- _STORED DATA_
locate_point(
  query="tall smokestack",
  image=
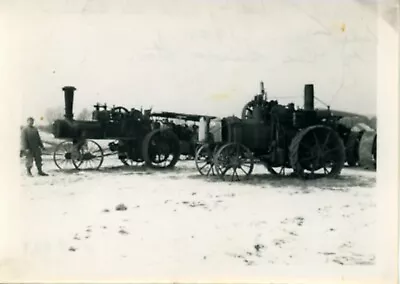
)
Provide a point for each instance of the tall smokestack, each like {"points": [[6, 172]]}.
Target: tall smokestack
{"points": [[309, 97], [69, 101]]}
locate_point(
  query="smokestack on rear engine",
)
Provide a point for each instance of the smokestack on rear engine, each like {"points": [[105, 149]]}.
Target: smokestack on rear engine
{"points": [[309, 97], [69, 101]]}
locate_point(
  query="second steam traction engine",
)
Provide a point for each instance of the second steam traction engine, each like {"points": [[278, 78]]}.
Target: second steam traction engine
{"points": [[305, 142]]}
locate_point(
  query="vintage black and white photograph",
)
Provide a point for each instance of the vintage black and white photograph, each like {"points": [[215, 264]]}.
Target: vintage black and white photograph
{"points": [[198, 141]]}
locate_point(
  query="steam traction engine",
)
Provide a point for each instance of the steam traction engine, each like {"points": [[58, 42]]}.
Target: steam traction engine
{"points": [[304, 142], [137, 139]]}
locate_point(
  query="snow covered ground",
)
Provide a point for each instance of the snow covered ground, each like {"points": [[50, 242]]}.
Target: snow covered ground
{"points": [[179, 225]]}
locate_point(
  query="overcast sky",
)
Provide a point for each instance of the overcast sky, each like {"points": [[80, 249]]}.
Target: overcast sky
{"points": [[189, 55]]}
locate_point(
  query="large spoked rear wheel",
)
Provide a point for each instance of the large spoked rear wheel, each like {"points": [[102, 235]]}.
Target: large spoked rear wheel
{"points": [[132, 162], [161, 149], [204, 160], [90, 155], [63, 155], [316, 152], [233, 162]]}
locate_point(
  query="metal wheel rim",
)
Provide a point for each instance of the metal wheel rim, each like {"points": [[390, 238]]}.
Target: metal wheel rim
{"points": [[321, 155], [205, 167], [233, 159], [95, 153]]}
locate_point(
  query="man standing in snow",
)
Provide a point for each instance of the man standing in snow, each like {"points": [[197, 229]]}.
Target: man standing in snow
{"points": [[32, 145]]}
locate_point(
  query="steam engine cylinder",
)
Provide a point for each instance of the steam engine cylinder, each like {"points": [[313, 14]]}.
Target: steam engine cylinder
{"points": [[309, 97], [69, 101]]}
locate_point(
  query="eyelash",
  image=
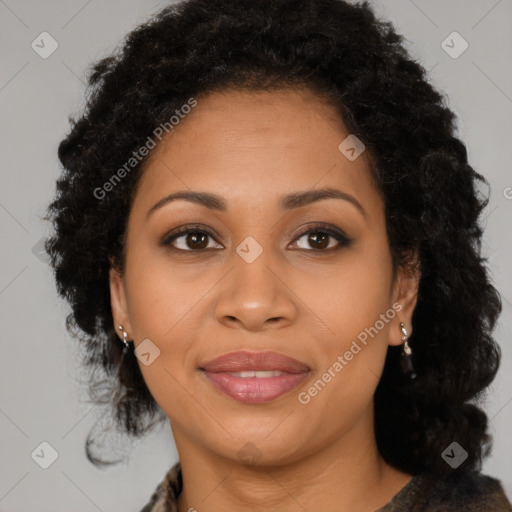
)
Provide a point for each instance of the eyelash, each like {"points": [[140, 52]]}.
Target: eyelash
{"points": [[343, 240]]}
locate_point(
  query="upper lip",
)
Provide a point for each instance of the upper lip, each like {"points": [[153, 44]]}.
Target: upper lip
{"points": [[245, 360]]}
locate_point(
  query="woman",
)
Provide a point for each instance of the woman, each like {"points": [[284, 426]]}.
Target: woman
{"points": [[269, 235]]}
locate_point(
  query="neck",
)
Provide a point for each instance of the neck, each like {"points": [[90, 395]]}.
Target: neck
{"points": [[346, 474]]}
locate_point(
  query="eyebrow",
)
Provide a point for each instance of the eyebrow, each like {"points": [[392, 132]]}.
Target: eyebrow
{"points": [[288, 202]]}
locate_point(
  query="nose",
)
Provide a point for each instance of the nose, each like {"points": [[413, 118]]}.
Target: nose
{"points": [[255, 296]]}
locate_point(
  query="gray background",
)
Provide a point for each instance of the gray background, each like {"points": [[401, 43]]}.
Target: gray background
{"points": [[41, 398]]}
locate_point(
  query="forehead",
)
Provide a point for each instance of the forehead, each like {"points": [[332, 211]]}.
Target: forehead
{"points": [[253, 146]]}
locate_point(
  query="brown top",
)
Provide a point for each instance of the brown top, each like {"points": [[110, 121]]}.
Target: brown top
{"points": [[459, 491]]}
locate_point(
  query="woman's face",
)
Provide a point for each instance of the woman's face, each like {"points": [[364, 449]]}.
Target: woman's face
{"points": [[267, 278]]}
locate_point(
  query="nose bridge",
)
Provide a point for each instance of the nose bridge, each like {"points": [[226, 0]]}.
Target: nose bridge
{"points": [[253, 293]]}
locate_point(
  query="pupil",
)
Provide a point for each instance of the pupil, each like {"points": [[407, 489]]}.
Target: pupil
{"points": [[194, 237], [323, 243]]}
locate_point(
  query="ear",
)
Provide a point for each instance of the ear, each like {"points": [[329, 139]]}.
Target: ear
{"points": [[118, 302], [404, 298]]}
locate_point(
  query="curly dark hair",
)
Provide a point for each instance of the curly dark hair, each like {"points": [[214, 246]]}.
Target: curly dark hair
{"points": [[433, 204]]}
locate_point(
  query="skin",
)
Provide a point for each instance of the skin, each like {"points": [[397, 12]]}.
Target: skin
{"points": [[252, 148]]}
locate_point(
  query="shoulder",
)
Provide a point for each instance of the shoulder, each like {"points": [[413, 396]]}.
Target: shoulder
{"points": [[165, 496], [468, 491]]}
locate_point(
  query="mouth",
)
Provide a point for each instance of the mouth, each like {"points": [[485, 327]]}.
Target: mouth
{"points": [[255, 377]]}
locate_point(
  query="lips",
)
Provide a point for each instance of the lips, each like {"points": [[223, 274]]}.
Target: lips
{"points": [[255, 377], [255, 361]]}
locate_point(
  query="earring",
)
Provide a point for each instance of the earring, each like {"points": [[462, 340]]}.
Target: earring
{"points": [[125, 341], [406, 356]]}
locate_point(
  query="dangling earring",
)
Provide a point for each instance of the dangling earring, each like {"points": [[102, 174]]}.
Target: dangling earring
{"points": [[406, 356], [125, 341]]}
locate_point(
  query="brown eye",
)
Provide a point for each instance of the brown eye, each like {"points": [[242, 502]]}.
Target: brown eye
{"points": [[187, 239], [323, 239]]}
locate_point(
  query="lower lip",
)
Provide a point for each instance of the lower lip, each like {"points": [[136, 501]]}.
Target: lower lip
{"points": [[253, 390]]}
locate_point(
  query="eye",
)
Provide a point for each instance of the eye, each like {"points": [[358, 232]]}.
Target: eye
{"points": [[189, 238], [318, 238]]}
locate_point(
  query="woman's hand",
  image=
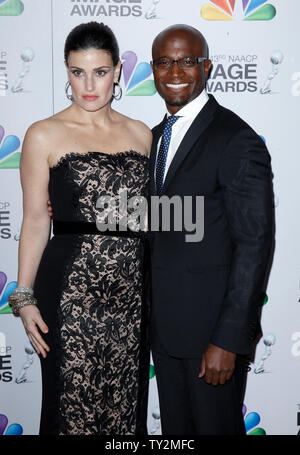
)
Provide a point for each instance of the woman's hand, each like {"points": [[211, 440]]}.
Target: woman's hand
{"points": [[33, 320]]}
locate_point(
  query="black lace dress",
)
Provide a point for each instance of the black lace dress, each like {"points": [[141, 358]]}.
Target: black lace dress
{"points": [[90, 289]]}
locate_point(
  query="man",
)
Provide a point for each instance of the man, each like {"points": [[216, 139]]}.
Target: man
{"points": [[205, 294]]}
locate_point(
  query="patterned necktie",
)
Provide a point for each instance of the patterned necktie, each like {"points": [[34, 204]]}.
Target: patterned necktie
{"points": [[163, 151]]}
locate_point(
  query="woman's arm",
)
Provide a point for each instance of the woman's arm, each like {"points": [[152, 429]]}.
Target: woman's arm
{"points": [[34, 171]]}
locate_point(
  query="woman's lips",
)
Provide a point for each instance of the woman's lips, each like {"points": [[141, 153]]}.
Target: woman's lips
{"points": [[90, 98]]}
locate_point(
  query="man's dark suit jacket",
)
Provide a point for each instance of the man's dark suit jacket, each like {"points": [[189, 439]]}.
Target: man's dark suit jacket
{"points": [[211, 291]]}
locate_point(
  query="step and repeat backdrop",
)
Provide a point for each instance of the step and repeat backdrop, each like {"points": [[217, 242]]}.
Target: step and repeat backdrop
{"points": [[254, 47]]}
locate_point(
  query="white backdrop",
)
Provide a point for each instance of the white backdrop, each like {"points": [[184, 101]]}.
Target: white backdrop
{"points": [[254, 48]]}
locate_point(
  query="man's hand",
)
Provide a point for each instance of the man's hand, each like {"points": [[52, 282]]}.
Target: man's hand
{"points": [[217, 365], [50, 209]]}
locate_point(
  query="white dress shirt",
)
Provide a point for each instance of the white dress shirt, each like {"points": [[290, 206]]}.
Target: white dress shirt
{"points": [[187, 115]]}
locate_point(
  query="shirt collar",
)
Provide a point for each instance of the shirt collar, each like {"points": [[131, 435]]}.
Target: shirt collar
{"points": [[193, 108]]}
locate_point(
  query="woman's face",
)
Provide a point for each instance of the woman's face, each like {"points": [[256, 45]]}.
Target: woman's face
{"points": [[92, 76]]}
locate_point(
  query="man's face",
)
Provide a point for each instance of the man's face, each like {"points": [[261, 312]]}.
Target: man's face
{"points": [[178, 86]]}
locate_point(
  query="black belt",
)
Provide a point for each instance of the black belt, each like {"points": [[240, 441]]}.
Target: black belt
{"points": [[82, 227]]}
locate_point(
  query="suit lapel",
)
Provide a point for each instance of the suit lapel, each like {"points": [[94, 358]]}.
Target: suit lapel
{"points": [[197, 128], [157, 132]]}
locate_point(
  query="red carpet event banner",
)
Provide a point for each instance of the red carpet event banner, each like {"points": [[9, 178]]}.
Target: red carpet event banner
{"points": [[254, 48]]}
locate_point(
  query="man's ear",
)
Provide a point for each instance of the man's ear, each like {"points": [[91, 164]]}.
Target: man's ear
{"points": [[207, 68]]}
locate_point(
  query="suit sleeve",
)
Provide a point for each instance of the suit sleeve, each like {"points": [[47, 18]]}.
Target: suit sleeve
{"points": [[246, 180]]}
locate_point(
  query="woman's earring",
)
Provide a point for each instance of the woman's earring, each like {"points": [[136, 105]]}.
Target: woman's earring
{"points": [[119, 95], [70, 97]]}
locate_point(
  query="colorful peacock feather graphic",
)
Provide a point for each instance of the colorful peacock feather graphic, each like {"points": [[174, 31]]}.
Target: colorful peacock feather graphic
{"points": [[247, 10], [251, 421], [13, 430], [11, 7], [9, 157], [136, 76], [4, 305]]}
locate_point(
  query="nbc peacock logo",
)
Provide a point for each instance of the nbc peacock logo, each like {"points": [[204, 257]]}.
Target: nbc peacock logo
{"points": [[7, 290], [14, 429], [251, 420], [229, 10], [11, 7], [137, 76], [9, 157]]}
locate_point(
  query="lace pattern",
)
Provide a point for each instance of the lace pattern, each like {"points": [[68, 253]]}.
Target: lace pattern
{"points": [[101, 304]]}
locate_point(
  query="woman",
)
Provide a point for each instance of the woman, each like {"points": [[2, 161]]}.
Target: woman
{"points": [[87, 299]]}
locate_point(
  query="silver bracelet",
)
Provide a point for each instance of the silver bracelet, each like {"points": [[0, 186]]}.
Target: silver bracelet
{"points": [[18, 299], [23, 290]]}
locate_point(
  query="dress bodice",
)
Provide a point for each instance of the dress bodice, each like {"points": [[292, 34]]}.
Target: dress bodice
{"points": [[78, 180]]}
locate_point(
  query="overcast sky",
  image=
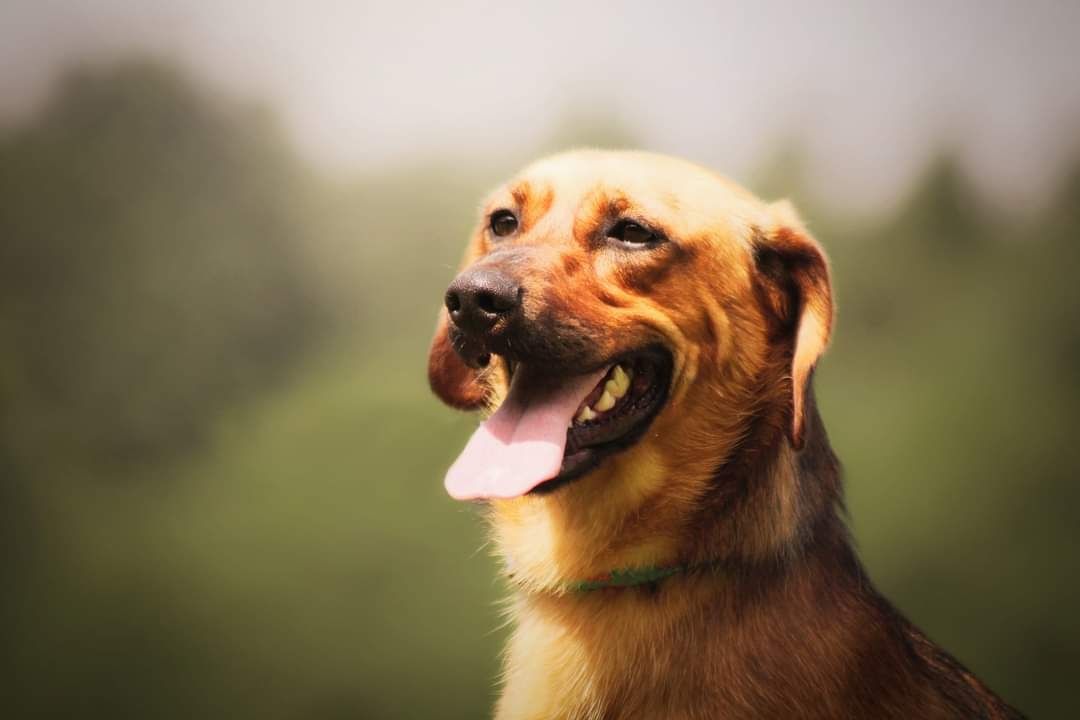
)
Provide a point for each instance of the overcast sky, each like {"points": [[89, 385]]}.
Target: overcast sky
{"points": [[872, 85]]}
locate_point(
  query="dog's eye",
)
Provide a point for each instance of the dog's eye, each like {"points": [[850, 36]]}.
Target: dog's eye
{"points": [[503, 222], [632, 233]]}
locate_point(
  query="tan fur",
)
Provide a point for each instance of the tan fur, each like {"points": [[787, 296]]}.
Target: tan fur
{"points": [[734, 474]]}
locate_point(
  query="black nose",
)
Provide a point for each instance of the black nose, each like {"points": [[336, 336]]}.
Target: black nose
{"points": [[480, 298]]}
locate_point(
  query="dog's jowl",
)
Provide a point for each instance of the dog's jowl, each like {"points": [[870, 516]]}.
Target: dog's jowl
{"points": [[642, 335]]}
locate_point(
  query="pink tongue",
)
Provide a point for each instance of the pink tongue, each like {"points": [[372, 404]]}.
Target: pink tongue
{"points": [[522, 445]]}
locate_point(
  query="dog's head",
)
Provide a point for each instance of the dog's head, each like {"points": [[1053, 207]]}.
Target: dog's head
{"points": [[629, 317]]}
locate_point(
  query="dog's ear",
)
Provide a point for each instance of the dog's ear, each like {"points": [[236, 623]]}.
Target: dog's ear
{"points": [[797, 293], [450, 379]]}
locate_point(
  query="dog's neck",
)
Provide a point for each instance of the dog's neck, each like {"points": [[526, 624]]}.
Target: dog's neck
{"points": [[743, 609], [766, 505]]}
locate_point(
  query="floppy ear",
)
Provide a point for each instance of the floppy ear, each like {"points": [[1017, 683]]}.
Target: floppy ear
{"points": [[450, 379], [798, 294]]}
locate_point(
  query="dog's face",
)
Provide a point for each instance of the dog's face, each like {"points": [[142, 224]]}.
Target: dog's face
{"points": [[630, 316]]}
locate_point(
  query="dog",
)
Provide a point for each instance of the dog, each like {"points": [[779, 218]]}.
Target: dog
{"points": [[656, 473]]}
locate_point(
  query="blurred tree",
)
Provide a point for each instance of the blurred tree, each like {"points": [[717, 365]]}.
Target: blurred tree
{"points": [[151, 268]]}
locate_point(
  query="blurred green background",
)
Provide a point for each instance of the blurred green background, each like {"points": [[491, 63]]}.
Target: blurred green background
{"points": [[220, 466]]}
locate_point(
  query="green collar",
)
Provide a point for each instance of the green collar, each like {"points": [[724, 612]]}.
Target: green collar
{"points": [[625, 578]]}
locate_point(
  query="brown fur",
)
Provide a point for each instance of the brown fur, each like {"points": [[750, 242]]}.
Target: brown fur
{"points": [[734, 477]]}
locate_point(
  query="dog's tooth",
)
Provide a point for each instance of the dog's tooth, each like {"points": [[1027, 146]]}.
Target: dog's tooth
{"points": [[605, 403], [619, 383], [585, 415]]}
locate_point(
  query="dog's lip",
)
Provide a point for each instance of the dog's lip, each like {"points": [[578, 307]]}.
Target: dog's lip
{"points": [[583, 453]]}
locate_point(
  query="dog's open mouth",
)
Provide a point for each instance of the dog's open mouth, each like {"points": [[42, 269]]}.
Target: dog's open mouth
{"points": [[552, 429]]}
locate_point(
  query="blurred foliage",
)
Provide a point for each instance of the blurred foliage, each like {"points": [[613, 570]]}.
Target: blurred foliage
{"points": [[219, 463]]}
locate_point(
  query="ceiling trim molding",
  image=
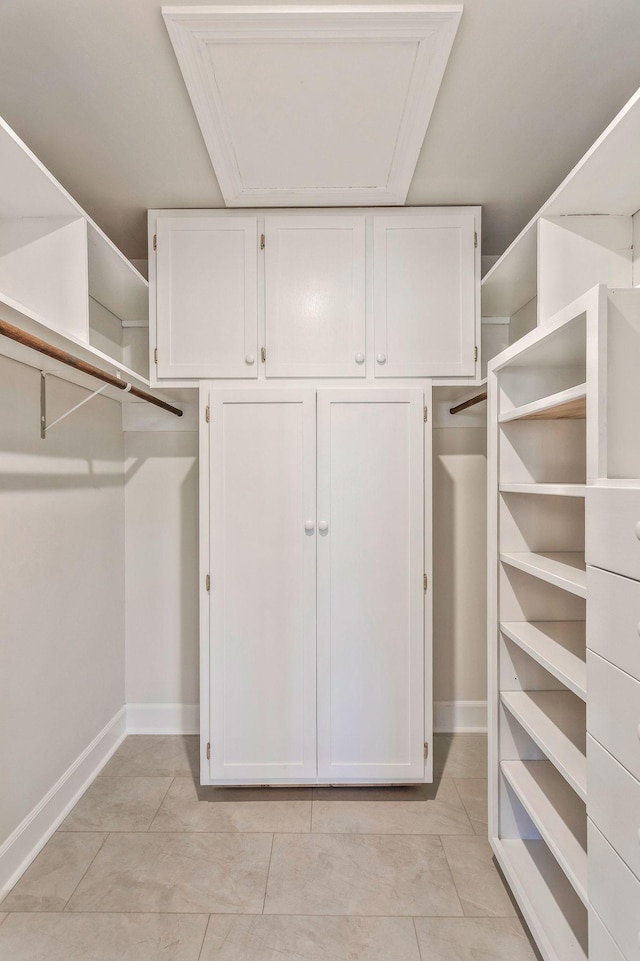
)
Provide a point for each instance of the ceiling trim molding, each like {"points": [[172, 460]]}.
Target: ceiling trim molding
{"points": [[429, 29]]}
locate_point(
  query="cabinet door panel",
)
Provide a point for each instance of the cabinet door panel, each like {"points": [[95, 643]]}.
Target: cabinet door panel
{"points": [[370, 585], [424, 295], [263, 587], [315, 296], [207, 313]]}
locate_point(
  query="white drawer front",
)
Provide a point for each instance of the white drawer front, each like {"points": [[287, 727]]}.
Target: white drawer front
{"points": [[615, 894], [613, 619], [613, 529], [613, 712], [602, 947], [614, 804]]}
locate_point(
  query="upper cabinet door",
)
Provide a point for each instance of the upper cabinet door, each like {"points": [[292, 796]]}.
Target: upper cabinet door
{"points": [[315, 296], [424, 295], [207, 297]]}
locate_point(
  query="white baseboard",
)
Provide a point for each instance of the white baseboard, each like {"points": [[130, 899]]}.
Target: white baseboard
{"points": [[163, 719], [31, 835], [460, 717]]}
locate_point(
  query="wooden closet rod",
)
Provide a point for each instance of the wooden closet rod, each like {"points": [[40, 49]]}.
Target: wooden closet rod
{"points": [[15, 333], [469, 403]]}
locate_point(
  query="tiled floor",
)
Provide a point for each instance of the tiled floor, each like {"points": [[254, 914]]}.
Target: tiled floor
{"points": [[149, 866]]}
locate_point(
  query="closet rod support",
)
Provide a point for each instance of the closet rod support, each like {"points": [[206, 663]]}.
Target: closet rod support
{"points": [[469, 403], [111, 380], [44, 427]]}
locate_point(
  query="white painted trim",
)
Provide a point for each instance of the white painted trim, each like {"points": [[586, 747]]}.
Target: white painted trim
{"points": [[163, 719], [460, 717], [31, 835]]}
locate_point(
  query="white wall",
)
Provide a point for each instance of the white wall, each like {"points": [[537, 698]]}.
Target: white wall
{"points": [[61, 584], [161, 499], [459, 573]]}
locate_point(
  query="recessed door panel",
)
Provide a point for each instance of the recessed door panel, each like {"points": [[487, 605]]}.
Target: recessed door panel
{"points": [[315, 296], [263, 587], [207, 297], [424, 295], [370, 585]]}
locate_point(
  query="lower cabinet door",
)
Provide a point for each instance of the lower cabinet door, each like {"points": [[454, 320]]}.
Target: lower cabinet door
{"points": [[370, 585], [263, 586]]}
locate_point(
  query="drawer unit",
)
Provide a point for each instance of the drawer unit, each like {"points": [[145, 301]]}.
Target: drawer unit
{"points": [[614, 803], [613, 619], [613, 712], [615, 895], [602, 947], [613, 529]]}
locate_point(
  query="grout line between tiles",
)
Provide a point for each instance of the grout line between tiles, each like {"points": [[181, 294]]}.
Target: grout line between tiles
{"points": [[266, 885], [160, 805], [204, 937], [415, 931], [106, 838]]}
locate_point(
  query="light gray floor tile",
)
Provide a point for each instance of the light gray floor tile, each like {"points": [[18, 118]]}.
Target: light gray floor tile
{"points": [[102, 937], [480, 886], [460, 755], [49, 882], [473, 939], [118, 804], [263, 938], [221, 873], [160, 755], [359, 874], [182, 811], [473, 792], [445, 814]]}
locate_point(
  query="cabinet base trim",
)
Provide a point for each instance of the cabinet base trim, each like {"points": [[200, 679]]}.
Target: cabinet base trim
{"points": [[460, 717]]}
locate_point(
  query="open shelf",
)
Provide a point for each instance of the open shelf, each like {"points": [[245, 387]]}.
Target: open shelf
{"points": [[556, 916], [556, 721], [558, 814], [558, 646], [565, 569], [566, 404], [550, 490]]}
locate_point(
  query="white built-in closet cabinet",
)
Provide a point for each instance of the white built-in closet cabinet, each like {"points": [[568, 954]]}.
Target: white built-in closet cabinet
{"points": [[315, 336]]}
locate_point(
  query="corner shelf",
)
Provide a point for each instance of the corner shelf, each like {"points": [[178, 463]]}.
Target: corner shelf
{"points": [[565, 404], [564, 569], [556, 721], [551, 907], [558, 646]]}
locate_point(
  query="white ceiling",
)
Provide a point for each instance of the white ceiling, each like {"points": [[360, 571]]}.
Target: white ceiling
{"points": [[94, 88]]}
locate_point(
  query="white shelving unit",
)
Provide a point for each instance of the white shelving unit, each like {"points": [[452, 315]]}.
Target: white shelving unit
{"points": [[562, 421], [62, 279]]}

- _PROMPT_
All lines above between those holding "Provide a point for each instance of the cabinet base" and "Provide a point for each instance of the white shelving", inclusive, must be set down unchanged, and no other line may be included.

- _ANSWER TO THE EXERCISE_
Provide a point for each instance of the cabinet base trim, each like {"points": [[200, 679]]}.
Target: cabinet base trim
{"points": [[460, 717]]}
locate_point(
  query="open shelf",
)
Provide a point for each instance of the open shelf, each like {"points": [[245, 387]]}.
Target: open shelf
{"points": [[556, 916], [556, 721], [558, 814], [558, 646], [565, 569], [566, 404], [550, 490]]}
locate_point(
  query="white built-in closet cabinet",
)
Provide a point for each instance of the white built-in closet cabinet, each like {"points": [[568, 954]]}.
Target: white built-in closet cabinet
{"points": [[315, 336]]}
locate_point(
  query="corner shelf",
)
Provide a point for each instance of the corner shelf, each like {"points": [[178, 463]]}.
Target: corner shelf
{"points": [[565, 404], [564, 569], [556, 721], [551, 907], [558, 646]]}
locate_point(
  query="white ceiling",
)
Provide a point for each instance of the white ceiling, each like {"points": [[360, 571]]}.
Target: white ceiling
{"points": [[94, 88]]}
locate_point(
  query="white shelving unit",
)
Provide a point for each instance of the white shelving unit, each like {"points": [[452, 315]]}.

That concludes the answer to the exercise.